Exercise: All of the records below need to be copied exactly.
───── Records for the task ─────
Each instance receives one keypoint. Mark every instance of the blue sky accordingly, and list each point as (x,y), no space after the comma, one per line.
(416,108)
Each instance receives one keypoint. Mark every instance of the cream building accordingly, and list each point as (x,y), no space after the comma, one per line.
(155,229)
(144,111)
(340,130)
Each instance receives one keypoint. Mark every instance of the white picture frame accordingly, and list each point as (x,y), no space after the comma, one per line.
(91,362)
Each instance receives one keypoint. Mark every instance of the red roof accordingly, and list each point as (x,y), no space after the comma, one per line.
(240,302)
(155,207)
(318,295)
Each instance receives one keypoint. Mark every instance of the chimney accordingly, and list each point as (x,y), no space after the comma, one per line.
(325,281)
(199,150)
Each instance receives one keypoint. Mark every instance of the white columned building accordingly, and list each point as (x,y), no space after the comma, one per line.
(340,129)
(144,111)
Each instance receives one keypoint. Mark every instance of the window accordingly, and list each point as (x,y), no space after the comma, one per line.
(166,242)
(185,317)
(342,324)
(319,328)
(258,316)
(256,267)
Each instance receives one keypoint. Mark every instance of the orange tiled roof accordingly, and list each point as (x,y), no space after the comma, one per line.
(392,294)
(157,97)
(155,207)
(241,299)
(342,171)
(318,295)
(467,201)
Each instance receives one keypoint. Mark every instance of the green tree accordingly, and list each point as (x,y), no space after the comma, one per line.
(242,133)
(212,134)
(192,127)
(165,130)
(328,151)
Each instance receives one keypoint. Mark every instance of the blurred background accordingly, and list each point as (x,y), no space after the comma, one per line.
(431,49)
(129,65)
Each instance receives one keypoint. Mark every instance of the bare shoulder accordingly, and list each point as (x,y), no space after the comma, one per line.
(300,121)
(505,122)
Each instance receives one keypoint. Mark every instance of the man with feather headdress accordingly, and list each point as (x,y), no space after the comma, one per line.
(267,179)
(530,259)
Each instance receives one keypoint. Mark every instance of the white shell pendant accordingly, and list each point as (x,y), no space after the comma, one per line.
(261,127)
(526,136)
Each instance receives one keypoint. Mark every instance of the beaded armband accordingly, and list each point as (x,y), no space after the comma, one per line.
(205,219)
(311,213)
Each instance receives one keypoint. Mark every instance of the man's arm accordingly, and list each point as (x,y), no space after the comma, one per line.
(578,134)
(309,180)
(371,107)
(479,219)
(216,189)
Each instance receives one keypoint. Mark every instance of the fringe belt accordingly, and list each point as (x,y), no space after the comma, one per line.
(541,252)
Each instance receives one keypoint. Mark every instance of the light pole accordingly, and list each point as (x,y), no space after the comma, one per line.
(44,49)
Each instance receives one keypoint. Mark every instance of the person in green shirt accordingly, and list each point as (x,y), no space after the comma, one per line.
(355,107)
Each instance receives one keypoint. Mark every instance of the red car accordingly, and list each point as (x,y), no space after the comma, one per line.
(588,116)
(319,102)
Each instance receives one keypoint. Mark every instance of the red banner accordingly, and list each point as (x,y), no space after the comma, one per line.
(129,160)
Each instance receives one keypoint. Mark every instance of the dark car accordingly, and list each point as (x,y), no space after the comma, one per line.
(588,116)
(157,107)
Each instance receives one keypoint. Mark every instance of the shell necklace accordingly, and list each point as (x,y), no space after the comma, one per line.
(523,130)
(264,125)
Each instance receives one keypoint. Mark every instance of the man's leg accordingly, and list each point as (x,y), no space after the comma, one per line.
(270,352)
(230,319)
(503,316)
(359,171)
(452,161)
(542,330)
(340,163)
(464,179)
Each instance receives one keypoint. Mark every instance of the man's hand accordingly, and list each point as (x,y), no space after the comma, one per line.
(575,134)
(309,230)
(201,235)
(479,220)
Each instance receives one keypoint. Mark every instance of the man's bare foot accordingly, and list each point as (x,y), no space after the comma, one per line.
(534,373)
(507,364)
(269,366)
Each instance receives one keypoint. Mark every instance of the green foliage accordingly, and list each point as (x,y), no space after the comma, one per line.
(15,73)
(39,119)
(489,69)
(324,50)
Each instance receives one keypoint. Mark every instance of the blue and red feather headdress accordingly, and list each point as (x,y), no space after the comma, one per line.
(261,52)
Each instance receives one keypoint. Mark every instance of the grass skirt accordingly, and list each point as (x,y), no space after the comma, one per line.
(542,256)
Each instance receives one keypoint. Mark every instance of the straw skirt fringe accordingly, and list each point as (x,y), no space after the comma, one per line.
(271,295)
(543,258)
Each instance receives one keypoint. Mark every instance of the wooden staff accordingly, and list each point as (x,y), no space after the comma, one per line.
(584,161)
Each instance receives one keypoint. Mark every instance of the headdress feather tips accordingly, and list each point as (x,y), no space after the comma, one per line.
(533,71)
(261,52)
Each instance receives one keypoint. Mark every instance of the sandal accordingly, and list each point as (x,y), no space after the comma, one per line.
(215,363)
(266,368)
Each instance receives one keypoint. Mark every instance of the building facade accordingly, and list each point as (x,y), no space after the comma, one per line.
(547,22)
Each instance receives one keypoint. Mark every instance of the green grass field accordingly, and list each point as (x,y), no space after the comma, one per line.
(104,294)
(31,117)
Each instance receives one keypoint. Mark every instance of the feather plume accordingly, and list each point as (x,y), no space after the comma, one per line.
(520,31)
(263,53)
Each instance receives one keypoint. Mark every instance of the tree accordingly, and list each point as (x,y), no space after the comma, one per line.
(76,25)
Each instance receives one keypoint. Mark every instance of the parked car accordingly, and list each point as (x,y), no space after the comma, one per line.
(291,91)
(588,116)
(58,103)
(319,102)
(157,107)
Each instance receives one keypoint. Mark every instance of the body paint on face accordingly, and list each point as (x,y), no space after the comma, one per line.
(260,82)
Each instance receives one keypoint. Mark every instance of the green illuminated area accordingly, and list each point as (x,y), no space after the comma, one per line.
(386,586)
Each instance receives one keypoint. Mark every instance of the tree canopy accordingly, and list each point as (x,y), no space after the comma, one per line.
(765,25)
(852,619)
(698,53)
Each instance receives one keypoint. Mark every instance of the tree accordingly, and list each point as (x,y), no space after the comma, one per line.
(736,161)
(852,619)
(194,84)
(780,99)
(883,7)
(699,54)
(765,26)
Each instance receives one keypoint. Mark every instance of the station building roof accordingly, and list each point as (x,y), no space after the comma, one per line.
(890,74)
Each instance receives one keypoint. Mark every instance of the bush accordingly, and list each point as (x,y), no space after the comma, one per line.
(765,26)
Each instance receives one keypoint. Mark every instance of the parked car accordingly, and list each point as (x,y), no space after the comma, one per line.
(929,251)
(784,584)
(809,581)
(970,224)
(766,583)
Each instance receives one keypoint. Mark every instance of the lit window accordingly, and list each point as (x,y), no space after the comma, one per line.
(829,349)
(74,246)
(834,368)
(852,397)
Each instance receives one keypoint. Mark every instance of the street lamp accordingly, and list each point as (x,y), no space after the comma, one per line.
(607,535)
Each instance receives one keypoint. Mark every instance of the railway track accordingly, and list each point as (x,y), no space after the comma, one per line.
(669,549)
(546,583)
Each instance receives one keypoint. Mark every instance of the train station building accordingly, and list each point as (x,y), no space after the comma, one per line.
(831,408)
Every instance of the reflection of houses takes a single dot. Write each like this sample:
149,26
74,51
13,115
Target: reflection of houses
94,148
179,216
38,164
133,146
─────
Written solution:
Each instance receives one keypoint. Mark every instance of the blue sky accordingly, and list each point as (x,y), no space after the comma, one per line.
(416,108)
Each instance receives one keypoint. Mark every instance of the cream building accordingly, and list each point as (x,y), no space after the comma, one per line.
(155,229)
(144,111)
(340,130)
Each instance receives one keypoint. Mark every instance of the white picture frame accordingly, and list each point as (x,y), no space after the comma, one per line.
(91,362)
Each instance receives one keypoint. Mark every instance of the red roof accordingly, and list each point as (x,y), no space after the comma, one per line.
(240,302)
(155,207)
(318,295)
Each instance receives one keypoint. Mark every instance of the chimney accordingly, and list each point as (x,y), no space after the comma, one per line.
(325,281)
(199,150)
Each instance receives one keypoint. Mark every instance of the white columned building accordingly, and list each point as (x,y), no space after the comma, one per line.
(340,129)
(144,111)
Each instance receives one keypoint. Mark every instance of the window accordingly, and list each point as (x,y), no space after the comma, one per line.
(166,242)
(185,317)
(342,324)
(319,328)
(258,316)
(256,267)
Each instance receives one keypoint. Mark every instance of the orange tiled roof accordingly, and list each point as (x,y), no space after the comma, one per line.
(392,294)
(157,97)
(155,207)
(241,299)
(342,171)
(318,295)
(467,201)
Each instance receives one keypoint. Mark every instance of the green tree accordingly, and list each point as (x,y), no space after the comma, one per line.
(242,133)
(212,134)
(192,127)
(165,130)
(328,151)
Each instance receives one keypoint. Mark every instance of the blurred background accordingly, and list each point as (x,y), no space after the comma, one per line.
(431,49)
(129,65)
Each instance receives one keypoint. Mark every instance of the bare shoulder accordingly, and list each point as (x,y), no space after the comma, one per line.
(300,121)
(505,122)
Each instance receives one keypoint. Mark every instance of the man with feather headdress accordingly, and list each point as (x,y), no space after the comma, one per line.
(267,179)
(530,259)
Each instance receives one keypoint. Mark every instance of the white shell pendant accordingly, and list each point as (x,y), no space after the comma, one per line.
(261,127)
(526,136)
Each instance receives one keypoint. Mark every instance of the beaded armband accordingly, and list each point as (x,y), no space after the comma, one per line.
(205,219)
(311,213)
Each instance receives one keypoint. Mark every instance of the man's arm accordingly, and list each point as (x,y), no space after the comma, one per line.
(578,134)
(309,180)
(371,107)
(479,219)
(216,189)
Each instance receives one keypoint. Mark every instance of the fringe belt accordingly, and list each point as (x,y), no space after the comma, one per line.
(541,252)
Each instance receives one keypoint. Mark every instance of the light pole accordingly, and list each point as (x,y), no space after the comma, one per line.
(44,49)
Each instance receives one keypoint. Mark every instance of the person in green shirt accordingly, and list each point as (x,y), no space after the comma, one per line.
(355,107)
Each instance receives one keypoint. Mark every instance of the red car accordingly, and list each point as (x,y), no space after the comma, one per line.
(588,116)
(319,102)
Each instance receives one keypoint. Mark every instance of the red banner accordingly, and list each point as (x,y), no space after the comma, one per line.
(129,160)
Each instance receives one keypoint. Mark every instance of the dark car accordingly, and list each point as (x,y), no space after the comma, one per line.
(588,116)
(157,107)
Each instance receives one keypoint. Mark every instance of the shell necklace accordingly, and list each point as (x,y), no space after the comma, one per line.
(523,130)
(264,125)
Each instance receives one keypoint. Mark every instance of the man's leg accordingly, and list each point as (x,y), no space after the comma, one per line.
(270,352)
(230,319)
(503,316)
(359,171)
(452,161)
(542,330)
(340,163)
(464,179)
Each instance receives one keypoint. Mark every instance of the man's hand accordingly, and list each point as (x,y), no space after the comma, one per line.
(575,134)
(309,230)
(201,235)
(479,220)
Each instance receives one keypoint. Mark every instance of the man's bare foot accordingly, and list each point as (x,y), no space after the comma, one per line.
(534,373)
(507,364)
(269,366)
Each instance receives one keypoint. Mark every instance of the green foliage accordingly, and list each point as (x,y), no space after the comma, one per line.
(15,73)
(39,119)
(489,69)
(324,50)
Each instance receives one keypoint. Mark every instance of the blue and red feather headdress accordingly, and list each point as (x,y), no space after the comma, one per line.
(261,52)
Each instance receives one keypoint. Mark every instance of the grass skirt accordingly, and list each point as (x,y), no space after the comma, one per line.
(542,256)
Each instance receives one keypoint. Mark every instance of the straw skirt fringe accordingly, and list each point as (x,y), no space after the comma, one per line.
(271,295)
(543,258)
Each instance receives one keypoint. Mark every instance of the wooden staff accordingly, and list each point as (x,y), no space after the comma, one per line.
(584,161)
Each instance receives one keypoint. Mark every instance of the headdress feather tips accordingly, and list each point as (x,y), no space after the comma, one per line.
(533,71)
(261,52)
Each instance receives one keypoint. Mark every instance of the sandal accordingly, and list each point as (x,y), no space after the comma, one per line.
(215,363)
(266,368)
Each instance receives one keypoint. Mark every instance of the building facade accordingly, and list each point as (x,y), no space after the comma, one per line.
(547,22)
Each instance receives one keypoint. Mark every instance of the green grass field accordingly, and list each point as (x,y), no space after the comma, one per line.
(104,294)
(31,117)
Each instance receives one keypoint. Mark every instance of the feather plume accordingly, and list each point as (x,y), no space after the comma, one per line.
(520,31)
(263,53)
Each instance receives one keypoint. Mark every instance of the tree accordingly, and list each point as (x,y), no space after the comma, one per line.
(76,25)
Each instance receives one keypoint. Mark every instance of the parked car accordingly, and list each point as (x,y), no space after the comma, one per line.
(291,91)
(588,116)
(58,103)
(319,102)
(157,107)
Each instance receives one keypoint. Mark every instance of the body paint on face accordingly, and list each point as (x,y), no space after the comma, one per line.
(260,82)
Each instance receives one keypoint. Mark every instance of the green illuminated area accordingly, and list each point as (x,y), no space after the comma, one per line.
(386,586)
Each instance receives one keypoint. Mark every instance of the tree canopy accordingly, and list each point as (x,y), no space after the comma, one per line.
(765,25)
(852,619)
(698,53)
Each instance receives one keypoint. Mark every instance of the tree accordingly, and list each point as (x,y), no space after the comma, one per line.
(736,161)
(852,619)
(194,84)
(780,99)
(883,7)
(699,54)
(765,26)
Each instance receives one keypoint. Mark every instance of the station building roof accordingly, and list each point as (x,y), no space after the comma, one per line.
(890,74)
Each instance receives one keypoint. Mark every instance of the bush accordingly, and list each point as (x,y), no space after the comma, one per line.
(765,26)
Each instance receives one keypoint. Mark every instance of the parked car accordingly, and list each point as (x,y), no space after the comma, one per line.
(929,251)
(784,584)
(809,581)
(970,224)
(766,583)
Each instance receives one keypoint. Mark every instance of the lit window accordingly, and list each point as (x,y), no space after the comma, one per line.
(829,349)
(74,246)
(834,368)
(852,397)
Each instance receives one keypoint. Mark every instance of the street lamp accordingly, and list each point as (x,y), no space after the comma, one per line.
(607,535)
Each instance receives one keypoint. Mark every instance of the railway track accordingly, and list each point as (x,y), no space after the comma, one per line.
(669,549)
(546,583)
Each instance receives one keypoint. Mark every instance of the train station building accordingly, and list each point as (x,y), no space after the comma, one per line.
(831,408)
Every instance of the reflection of houses takes a single dot. Write each like this sample:
149,26
74,51
13,115
Target: reflection of houses
94,148
179,216
38,164
133,146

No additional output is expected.